## [Your task]
Every entry that follows needs to be repeated exactly.
-=-=-
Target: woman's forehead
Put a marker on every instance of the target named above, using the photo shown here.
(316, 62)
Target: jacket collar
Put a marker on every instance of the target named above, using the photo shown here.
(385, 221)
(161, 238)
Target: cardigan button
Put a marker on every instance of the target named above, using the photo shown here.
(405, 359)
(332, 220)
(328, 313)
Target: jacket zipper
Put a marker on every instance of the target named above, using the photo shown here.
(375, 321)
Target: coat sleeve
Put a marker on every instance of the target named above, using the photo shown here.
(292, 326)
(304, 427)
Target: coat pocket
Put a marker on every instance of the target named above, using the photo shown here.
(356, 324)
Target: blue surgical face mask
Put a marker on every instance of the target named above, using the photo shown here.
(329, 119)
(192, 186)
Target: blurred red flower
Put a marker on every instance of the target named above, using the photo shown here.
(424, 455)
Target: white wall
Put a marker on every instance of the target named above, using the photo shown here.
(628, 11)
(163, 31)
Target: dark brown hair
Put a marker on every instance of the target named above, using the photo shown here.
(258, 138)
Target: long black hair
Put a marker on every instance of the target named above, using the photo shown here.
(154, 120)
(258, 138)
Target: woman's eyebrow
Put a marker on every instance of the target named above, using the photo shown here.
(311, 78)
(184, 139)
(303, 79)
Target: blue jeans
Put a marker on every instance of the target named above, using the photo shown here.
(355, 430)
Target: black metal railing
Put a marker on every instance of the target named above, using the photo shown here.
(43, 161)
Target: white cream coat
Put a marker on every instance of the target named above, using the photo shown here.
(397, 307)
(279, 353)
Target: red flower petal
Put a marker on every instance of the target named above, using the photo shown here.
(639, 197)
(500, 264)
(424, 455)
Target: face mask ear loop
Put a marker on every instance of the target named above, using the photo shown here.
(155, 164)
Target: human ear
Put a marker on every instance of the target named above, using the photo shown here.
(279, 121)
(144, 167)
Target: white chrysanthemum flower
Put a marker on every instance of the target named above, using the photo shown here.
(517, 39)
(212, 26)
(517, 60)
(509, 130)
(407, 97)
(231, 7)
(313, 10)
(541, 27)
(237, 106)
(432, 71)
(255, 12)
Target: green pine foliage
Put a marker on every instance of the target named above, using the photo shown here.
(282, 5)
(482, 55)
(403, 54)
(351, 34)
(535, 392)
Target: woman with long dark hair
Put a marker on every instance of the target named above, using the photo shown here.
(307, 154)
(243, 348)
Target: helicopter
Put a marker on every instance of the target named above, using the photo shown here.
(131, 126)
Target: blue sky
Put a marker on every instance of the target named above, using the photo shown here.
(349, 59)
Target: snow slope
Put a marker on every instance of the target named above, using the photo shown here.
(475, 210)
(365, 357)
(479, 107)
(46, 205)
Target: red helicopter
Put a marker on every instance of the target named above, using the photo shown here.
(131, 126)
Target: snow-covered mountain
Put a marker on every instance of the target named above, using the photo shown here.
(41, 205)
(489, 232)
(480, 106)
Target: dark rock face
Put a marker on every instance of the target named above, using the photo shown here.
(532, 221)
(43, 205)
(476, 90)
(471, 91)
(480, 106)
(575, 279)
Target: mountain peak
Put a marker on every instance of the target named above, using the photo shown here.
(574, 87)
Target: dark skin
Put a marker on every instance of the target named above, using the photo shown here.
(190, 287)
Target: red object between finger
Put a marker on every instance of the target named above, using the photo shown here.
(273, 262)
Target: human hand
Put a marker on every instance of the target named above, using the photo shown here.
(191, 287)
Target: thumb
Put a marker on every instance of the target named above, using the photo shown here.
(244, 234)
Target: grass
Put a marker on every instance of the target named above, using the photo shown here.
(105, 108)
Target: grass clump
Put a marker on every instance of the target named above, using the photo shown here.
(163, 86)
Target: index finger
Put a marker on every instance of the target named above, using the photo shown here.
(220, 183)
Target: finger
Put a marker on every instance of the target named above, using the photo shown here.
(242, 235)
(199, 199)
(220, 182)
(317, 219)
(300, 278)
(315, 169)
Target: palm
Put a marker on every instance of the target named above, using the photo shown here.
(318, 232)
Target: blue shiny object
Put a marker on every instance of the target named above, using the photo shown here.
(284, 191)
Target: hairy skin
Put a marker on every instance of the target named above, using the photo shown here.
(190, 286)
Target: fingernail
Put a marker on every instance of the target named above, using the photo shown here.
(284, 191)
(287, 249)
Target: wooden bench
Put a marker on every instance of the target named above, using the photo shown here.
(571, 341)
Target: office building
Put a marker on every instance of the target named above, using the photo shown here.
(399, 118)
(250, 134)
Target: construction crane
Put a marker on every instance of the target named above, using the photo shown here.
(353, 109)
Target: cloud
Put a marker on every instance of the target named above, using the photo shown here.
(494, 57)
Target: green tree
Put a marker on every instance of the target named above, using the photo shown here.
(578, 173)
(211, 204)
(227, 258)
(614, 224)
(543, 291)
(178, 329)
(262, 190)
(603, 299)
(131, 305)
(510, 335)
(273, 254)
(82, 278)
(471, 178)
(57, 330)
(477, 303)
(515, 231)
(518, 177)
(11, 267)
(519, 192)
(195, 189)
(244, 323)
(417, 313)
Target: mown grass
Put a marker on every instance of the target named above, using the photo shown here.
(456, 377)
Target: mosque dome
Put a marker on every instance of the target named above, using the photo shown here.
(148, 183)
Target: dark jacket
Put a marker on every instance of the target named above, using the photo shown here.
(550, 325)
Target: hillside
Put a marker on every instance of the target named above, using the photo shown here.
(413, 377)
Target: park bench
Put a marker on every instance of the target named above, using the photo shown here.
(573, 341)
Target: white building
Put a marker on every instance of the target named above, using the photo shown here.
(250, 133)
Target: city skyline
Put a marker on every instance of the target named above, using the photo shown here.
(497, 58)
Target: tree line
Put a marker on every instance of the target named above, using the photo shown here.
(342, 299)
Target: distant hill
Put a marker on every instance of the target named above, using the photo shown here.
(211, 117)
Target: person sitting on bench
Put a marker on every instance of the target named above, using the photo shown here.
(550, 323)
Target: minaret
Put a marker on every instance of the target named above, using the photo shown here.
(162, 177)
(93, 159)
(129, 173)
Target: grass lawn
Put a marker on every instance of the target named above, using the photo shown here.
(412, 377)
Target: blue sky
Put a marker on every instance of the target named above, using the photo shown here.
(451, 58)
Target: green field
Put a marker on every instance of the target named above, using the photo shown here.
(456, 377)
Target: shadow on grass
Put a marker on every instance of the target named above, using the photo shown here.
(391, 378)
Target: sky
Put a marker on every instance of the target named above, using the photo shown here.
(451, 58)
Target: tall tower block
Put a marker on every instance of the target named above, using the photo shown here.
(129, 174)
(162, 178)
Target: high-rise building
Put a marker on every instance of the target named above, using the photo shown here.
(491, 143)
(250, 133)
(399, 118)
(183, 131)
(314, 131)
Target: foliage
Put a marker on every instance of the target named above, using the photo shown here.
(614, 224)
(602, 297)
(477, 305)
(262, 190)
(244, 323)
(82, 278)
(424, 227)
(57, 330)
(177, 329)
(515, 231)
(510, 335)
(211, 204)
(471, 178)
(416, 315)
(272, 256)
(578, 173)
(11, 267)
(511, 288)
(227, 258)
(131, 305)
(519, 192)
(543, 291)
-=-=-
## [Problem solution]
Target: woman's forehead
Put a marker on every instance of the target named above, using the photo shown here.
(316, 62)
Target: jacket collar
Put a marker on every instance of the target named above, using the photo shown here.
(385, 221)
(161, 238)
Target: cardigan button
Put a marker on every instance of the target named above, using the photo shown here.
(405, 359)
(332, 220)
(328, 313)
Target: jacket zipper
Put a marker on every instance of the target named above, using the photo shown here.
(375, 321)
Target: coat sleeve
Put a marker on every instance of the target named above, using the photo shown here.
(292, 326)
(304, 427)
Target: coat pocket
Put a marker on every instance of the target named above, using the photo shown here.
(356, 324)
Target: blue surgical face mask
Put a marker on every instance of the target named above, using the photo shown here.
(329, 119)
(192, 186)
Target: blurred red flower
Put a marker on every instance of the target named above, using the photo shown here.
(424, 455)
Target: white wall
Put a marker on every instance of the target named above, using the photo shown here.
(628, 11)
(163, 31)
Target: dark brown hair
Put a marker on every instance of the target named above, using the photo shown here.
(258, 138)
Target: long black hair
Put a marker on every instance of the target named above, using the photo shown here.
(154, 120)
(258, 138)
Target: woman's eyebrow
Put a marker on every instance of the target named above, using the photo shown here.
(311, 78)
(184, 139)
(303, 79)
Target: blue jeans
Put a marker on every instance of the target named above, using the photo shown here.
(355, 430)
Target: black metal railing
Put a marker on every instance of the target named above, using the photo shown here.
(43, 161)
Target: white cream coat
Put a marker on every instance of the target named above, using the photo shown here.
(397, 307)
(279, 353)
Target: red flower petal
Put a marker on every instance of the target named above, using the photo shown here.
(639, 197)
(500, 264)
(424, 455)
Target: face mask ear loop
Put a marker on every instance of the target named above, using the photo shown here.
(155, 164)
Target: human ear
Put a marker on every instance of the target named above, using the photo shown here.
(279, 121)
(144, 167)
Target: white chrysanthemum flower
Put a marker on every instance of the target named above, using the photo shown here.
(517, 39)
(212, 26)
(517, 60)
(509, 130)
(407, 97)
(231, 7)
(313, 10)
(541, 27)
(237, 106)
(432, 71)
(255, 12)
Target: green pine foliage
Put a marker on every instance of the target named above, using the photo shown here.
(282, 5)
(482, 55)
(403, 54)
(351, 34)
(535, 392)
Target: woman with long dark hair
Put a marker on every instance of the target named above, using the photo shown here.
(307, 154)
(243, 348)
Target: helicopter
Put a marker on every instance of the target named above, using the photo shown here.
(131, 126)
Target: blue sky
Put a marker on every instance of the target named above, using the photo shown here.
(349, 59)
Target: snow slope
Put a marker on every instance of the target named above, using the photo shown here.
(475, 210)
(365, 357)
(479, 107)
(46, 205)
Target: red helicopter
Put a marker on every instance of the target named above, using the photo shown here.
(131, 126)
Target: snow-covered mountain
Put a marker on every instance of the target named above, using the photo shown here.
(41, 205)
(489, 232)
(480, 106)
Target: dark rock face
Put a marker on every instance of the target named above, using the photo shown here.
(532, 221)
(43, 205)
(476, 90)
(471, 91)
(480, 106)
(575, 279)
Target: mountain peak
Put a marker on every instance of the target named above, using the photo shown here.
(574, 87)
Target: dark skin
Put a marker on every instance of the target named above, using the photo shown here.
(190, 287)
Target: red object between finger
Put a marker on every instance of the target named above, using the photo shown here.
(273, 262)
Target: human hand
Put a marker on every instance of the target named above, using the photo shown here.
(191, 287)
Target: thumb
Put a marker on every instance of the target named above, using the photo shown here.
(244, 234)
Target: grass
Put a marker on every instance of the target named above, using the photo shown here.
(105, 108)
Target: grass clump
Put a marker on every instance of the target named above, using the photo shown here.
(163, 86)
Target: index finger
Put a marker on every instance of the target named above, using the photo shown here.
(220, 183)
Target: finger
Put a marker on every instance of the target named above, using the photo shown here.
(242, 235)
(199, 199)
(220, 182)
(317, 219)
(300, 278)
(315, 169)
Target: palm
Put a marker on every instance of the target named above, using the photo shown here.
(318, 232)
Target: blue shiny object
Put a marker on every instance of the target named above, using the photo shown here.
(284, 191)
Target: hairy skin
Put a marker on every instance of the target named above, using the photo shown here.
(190, 286)
Target: fingernail
Put a marker on every instance of the target named above, using the photo shown here.
(284, 191)
(287, 249)
Target: wooden bench
Put a marker on every instance of the target named above, using the photo shown here.
(571, 341)
Target: office building
Put a marker on every instance of the target named above, using the photo shown here.
(399, 118)
(250, 134)
Target: construction crane
Put a marker on every instance of the target named above, using the photo shown here.
(353, 109)
Target: cloud
Put a marker on every instance of the target named above, using the photo shown here.
(494, 57)
Target: green tree
Put a marker on every instance of the target named above, using the photo shown here.
(578, 173)
(211, 204)
(227, 258)
(614, 224)
(543, 291)
(178, 329)
(262, 190)
(603, 299)
(131, 305)
(510, 335)
(273, 254)
(82, 278)
(471, 178)
(57, 330)
(477, 303)
(515, 231)
(518, 177)
(11, 267)
(519, 192)
(195, 189)
(244, 323)
(417, 313)
Target: mown grass
Put a marker on every instance of the target named above, using the photo shown here.
(456, 377)
Target: mosque dome
Put a marker on every instance of the target named above, using the photo shown here.
(148, 183)
Target: dark jacket
Put a marker on every instance of the target named above, using the photo shown here.
(550, 325)
Target: hillside
Put a marker on every instance of the target named above, using the photo shown here.
(413, 377)
Target: park bench
Put a marker on every instance of the target named above, using the photo shown here.
(573, 341)
Target: white building
Put a marker on every instance of the target named above, using the photo shown here.
(250, 133)
Target: city skyline
Put a marker on every instance of the target named above, using the photo shown here.
(497, 58)
Target: tree line
Put a marker on every instance of the target named above, using the photo shown here.
(342, 299)
Target: distant hill
Put a marker on every instance of the target named above, using the photo shown here.
(211, 117)
Target: person sitting on bench
Put a marker on every instance of the target named above, using the photo shown here.
(550, 323)
Target: minaret
Put a marker on every instance of the target named above, using the photo shown here.
(162, 177)
(93, 159)
(129, 173)
Target: grass lawn
Put a marker on every instance of the target named above, using the photo shown here.
(412, 377)
Target: blue sky
Put a marker on every instance of the target named above, using the photo shown here.
(451, 58)
Target: green field
Put a marker on every instance of the target named above, using the photo shown here.
(456, 377)
Target: shadow on grass
Put a marker on every instance of the target named above, using the photo shown here.
(391, 378)
Target: sky
Put a marker on every instance of the target named above, using the photo shown here.
(451, 58)
Target: tall tower block
Put a marker on every instance of the target named above, using the photo shown here.
(129, 174)
(162, 178)
Target: high-rise building
Put a marker on every instance of the target named above, using the photo shown here.
(491, 143)
(250, 133)
(399, 118)
(183, 131)
(314, 131)
Target: foliage
Put a marker on every instance of the target named above, using the photo shown here.
(614, 224)
(602, 297)
(477, 305)
(262, 190)
(244, 323)
(82, 278)
(424, 227)
(57, 330)
(177, 329)
(515, 231)
(510, 335)
(211, 204)
(471, 178)
(416, 315)
(272, 256)
(578, 173)
(11, 267)
(511, 288)
(227, 258)
(131, 305)
(519, 192)
(543, 291)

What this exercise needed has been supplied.